* **Brief**:
Rescale the entries from the start through the line containing "pixel 239 52", inclusive, and reproduce every line of that span, requests included. Multiply each pixel coordinate in the answers by 0.6 and round it to a whole number, with halves rounded up, but leave the requests and their sample formats unchanged.

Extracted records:
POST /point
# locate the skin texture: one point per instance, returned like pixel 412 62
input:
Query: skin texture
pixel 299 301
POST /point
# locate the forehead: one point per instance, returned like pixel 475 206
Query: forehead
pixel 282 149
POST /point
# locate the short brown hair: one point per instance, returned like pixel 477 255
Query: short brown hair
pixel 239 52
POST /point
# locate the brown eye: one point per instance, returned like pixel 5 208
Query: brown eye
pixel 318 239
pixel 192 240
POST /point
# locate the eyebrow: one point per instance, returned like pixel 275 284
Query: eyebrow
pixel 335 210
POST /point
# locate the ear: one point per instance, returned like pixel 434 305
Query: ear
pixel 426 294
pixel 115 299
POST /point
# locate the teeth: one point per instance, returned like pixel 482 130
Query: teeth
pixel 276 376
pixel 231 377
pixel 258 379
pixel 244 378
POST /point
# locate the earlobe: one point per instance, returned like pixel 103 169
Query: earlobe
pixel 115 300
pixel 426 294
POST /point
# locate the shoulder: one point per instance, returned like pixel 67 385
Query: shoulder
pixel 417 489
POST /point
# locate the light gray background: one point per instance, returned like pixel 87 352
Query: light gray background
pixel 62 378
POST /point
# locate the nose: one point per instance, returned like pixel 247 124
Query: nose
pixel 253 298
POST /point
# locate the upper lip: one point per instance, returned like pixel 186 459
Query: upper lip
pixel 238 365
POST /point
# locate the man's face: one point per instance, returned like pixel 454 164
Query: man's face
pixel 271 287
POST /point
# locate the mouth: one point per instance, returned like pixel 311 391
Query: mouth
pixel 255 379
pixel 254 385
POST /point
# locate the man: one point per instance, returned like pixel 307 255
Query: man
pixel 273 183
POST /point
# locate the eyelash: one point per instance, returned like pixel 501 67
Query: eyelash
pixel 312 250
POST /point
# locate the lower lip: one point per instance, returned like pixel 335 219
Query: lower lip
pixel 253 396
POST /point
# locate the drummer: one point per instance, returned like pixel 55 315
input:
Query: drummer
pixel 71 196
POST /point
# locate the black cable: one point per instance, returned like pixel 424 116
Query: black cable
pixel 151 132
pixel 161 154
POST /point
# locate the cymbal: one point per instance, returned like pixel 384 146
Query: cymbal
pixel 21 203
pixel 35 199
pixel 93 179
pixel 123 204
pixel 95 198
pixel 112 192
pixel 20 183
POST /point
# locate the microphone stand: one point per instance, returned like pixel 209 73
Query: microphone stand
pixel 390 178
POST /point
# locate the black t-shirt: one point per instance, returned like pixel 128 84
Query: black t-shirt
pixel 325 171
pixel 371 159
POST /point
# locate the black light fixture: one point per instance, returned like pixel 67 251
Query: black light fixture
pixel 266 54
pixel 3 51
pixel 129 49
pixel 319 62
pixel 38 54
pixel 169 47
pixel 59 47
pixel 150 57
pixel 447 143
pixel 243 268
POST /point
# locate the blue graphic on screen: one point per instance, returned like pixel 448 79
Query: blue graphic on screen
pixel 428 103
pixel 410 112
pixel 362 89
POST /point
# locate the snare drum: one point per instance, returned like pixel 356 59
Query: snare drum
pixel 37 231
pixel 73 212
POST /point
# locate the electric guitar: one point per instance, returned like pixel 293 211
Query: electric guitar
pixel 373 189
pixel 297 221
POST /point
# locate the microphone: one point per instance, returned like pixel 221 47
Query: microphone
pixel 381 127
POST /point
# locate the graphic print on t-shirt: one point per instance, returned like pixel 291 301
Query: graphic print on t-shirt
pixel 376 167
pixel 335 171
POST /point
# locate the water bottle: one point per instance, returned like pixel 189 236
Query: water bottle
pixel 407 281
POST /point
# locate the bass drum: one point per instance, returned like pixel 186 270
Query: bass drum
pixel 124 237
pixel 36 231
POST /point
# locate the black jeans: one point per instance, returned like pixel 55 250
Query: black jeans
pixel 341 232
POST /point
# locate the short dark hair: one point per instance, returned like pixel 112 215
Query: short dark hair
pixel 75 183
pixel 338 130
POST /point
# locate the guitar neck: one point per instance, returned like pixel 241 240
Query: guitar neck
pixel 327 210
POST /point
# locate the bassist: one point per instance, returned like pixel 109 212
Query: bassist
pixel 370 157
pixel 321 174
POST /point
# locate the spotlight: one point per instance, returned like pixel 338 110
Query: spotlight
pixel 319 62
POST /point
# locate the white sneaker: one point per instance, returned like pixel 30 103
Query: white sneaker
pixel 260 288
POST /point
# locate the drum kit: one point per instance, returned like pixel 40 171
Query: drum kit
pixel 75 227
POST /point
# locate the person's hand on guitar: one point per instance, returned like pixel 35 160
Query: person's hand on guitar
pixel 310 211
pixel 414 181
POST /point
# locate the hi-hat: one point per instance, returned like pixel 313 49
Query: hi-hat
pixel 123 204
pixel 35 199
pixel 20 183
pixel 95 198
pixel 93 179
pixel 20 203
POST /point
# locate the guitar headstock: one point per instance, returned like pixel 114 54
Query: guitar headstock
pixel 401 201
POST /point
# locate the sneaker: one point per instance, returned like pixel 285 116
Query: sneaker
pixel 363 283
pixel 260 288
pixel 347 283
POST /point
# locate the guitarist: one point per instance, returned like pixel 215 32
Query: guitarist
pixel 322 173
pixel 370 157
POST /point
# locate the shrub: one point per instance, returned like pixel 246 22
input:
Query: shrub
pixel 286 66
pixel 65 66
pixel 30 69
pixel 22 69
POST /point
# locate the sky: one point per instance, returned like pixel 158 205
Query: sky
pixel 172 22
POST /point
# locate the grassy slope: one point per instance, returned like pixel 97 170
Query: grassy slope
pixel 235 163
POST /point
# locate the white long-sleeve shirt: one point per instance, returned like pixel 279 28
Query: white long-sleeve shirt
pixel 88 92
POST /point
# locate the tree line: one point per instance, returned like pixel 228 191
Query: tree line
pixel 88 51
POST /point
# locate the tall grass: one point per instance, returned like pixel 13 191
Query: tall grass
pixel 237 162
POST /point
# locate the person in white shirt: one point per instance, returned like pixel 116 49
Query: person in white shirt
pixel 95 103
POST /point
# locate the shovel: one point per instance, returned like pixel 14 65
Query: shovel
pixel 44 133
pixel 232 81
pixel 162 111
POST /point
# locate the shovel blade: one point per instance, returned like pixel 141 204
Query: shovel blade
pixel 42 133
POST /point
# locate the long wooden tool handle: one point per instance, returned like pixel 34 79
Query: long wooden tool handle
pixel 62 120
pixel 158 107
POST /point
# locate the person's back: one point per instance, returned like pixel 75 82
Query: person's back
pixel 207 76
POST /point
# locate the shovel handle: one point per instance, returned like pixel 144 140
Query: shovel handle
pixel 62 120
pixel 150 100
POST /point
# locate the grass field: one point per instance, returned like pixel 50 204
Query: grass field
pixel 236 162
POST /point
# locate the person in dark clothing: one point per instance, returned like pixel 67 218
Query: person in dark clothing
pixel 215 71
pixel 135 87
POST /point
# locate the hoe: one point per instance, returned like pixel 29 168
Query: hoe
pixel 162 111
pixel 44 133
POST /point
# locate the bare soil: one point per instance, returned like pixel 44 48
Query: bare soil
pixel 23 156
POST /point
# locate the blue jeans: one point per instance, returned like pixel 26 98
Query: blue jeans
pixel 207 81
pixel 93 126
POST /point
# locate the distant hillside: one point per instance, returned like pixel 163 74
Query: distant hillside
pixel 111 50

* **Exercise answer**:
POST /point
# locate the skin texture: one point per instance, returned like pixel 412 62
input:
Query: skin texture
pixel 179 181
POST /point
# locate the forehead: one point per instance, returned like pixel 475 206
Query: forehead
pixel 169 89
POST /point
# locate the short brown hair: one point per instance, returned like pixel 477 255
Query: short brown hair
pixel 143 31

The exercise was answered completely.